> RECORDS FOR THIS TASK
━━━━

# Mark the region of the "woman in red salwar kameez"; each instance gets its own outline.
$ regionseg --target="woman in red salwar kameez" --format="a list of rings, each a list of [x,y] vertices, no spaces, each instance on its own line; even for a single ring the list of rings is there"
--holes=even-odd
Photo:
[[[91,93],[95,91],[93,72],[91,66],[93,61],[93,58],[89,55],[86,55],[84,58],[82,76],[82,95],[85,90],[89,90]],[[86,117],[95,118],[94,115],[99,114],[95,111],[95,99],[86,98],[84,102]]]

━━━━

> WORK REQUIRED
Write out all of the data above again, request lines included, but scale every x and y coordinate in the outlines by 0.25. Round each result to the nearest whole number, with halves rounded up.

> WRITTEN SOLUTION
# Mark the region of the "woman in red salwar kameez"; each instance gets its own outline.
$ regionseg --target="woman in red salwar kameez" --format="a list of rings, each a list of [x,y] vertices, no spaces, each instance on its own line; even for a single ring the list of rings is there"
--holes=even-odd
Photo:
[[[23,23],[24,23],[23,18],[23,17],[23,15],[23,15],[22,14],[22,14],[21,15],[21,19],[21,24],[21,23],[22,23]],[[22,29],[24,30],[24,29],[25,29],[24,28],[24,25],[22,25],[21,26]]]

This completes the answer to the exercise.